→ **Request**
Retype all of the entries word for word.

→ **Input rows**
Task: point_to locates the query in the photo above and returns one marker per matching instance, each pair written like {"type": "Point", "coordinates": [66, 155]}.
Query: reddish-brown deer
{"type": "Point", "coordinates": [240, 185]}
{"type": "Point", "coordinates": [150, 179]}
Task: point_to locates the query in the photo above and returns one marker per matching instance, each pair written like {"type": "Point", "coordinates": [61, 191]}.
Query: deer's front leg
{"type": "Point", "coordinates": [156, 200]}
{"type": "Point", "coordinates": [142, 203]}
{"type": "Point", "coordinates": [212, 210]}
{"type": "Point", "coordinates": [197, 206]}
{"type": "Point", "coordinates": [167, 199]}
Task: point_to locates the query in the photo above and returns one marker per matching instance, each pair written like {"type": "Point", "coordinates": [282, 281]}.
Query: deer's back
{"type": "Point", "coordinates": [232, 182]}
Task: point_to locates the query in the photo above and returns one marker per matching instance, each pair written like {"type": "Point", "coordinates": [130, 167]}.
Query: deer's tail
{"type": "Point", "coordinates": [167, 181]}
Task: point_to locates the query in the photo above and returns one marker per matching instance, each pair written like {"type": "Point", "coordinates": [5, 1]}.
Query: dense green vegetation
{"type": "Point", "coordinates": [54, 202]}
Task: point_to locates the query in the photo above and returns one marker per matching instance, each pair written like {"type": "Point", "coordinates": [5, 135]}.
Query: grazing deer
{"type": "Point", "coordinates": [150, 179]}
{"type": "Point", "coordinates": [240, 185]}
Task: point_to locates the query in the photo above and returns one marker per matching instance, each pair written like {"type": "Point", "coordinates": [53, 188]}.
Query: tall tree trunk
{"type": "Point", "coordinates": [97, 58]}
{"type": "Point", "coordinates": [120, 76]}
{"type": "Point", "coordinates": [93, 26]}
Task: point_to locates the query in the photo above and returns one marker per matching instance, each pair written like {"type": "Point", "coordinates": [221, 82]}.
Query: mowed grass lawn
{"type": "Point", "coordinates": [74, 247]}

→ **Expected answer**
Task: point_to locates the query in the photo above and returns one marker per matching instance, each pair written like {"type": "Point", "coordinates": [66, 155]}.
Query: reddish-brown deer
{"type": "Point", "coordinates": [240, 185]}
{"type": "Point", "coordinates": [150, 179]}
Task: point_to locates the query in the photo above and returns one marker per matching instance, each pair written like {"type": "Point", "coordinates": [61, 191]}.
Query: deer's front leg
{"type": "Point", "coordinates": [156, 200]}
{"type": "Point", "coordinates": [142, 203]}
{"type": "Point", "coordinates": [212, 210]}
{"type": "Point", "coordinates": [197, 206]}
{"type": "Point", "coordinates": [167, 199]}
Task: point_to locates the query in the photo above and returns one marker per matching instance, each pair written like {"type": "Point", "coordinates": [282, 281]}.
Query: deer's back
{"type": "Point", "coordinates": [232, 182]}
Task: point_to locates the query in the photo above and returns one marker per matching instance, each pair written like {"type": "Point", "coordinates": [130, 167]}.
Query: deer's tail
{"type": "Point", "coordinates": [167, 181]}
Task: point_to locates the query in the photo above and returns one marker per matching instance, each pair written like {"type": "Point", "coordinates": [5, 1]}.
Query: dense green vegetation
{"type": "Point", "coordinates": [54, 202]}
Task: point_to locates the query in the photo above and returns one marker per matching instance, each pair written like {"type": "Point", "coordinates": [5, 135]}.
Query: grazing deer
{"type": "Point", "coordinates": [150, 179]}
{"type": "Point", "coordinates": [240, 185]}
Task: point_to locates the query in the photo above and returns one marker per matching instance, each pair written like {"type": "Point", "coordinates": [53, 188]}.
Query: tall tree trunk
{"type": "Point", "coordinates": [97, 58]}
{"type": "Point", "coordinates": [120, 76]}
{"type": "Point", "coordinates": [93, 26]}
Task: point_to locates the query in the photo above and returns one marker per matching instance, each pair written like {"type": "Point", "coordinates": [221, 82]}.
Query: mowed grass lawn
{"type": "Point", "coordinates": [74, 247]}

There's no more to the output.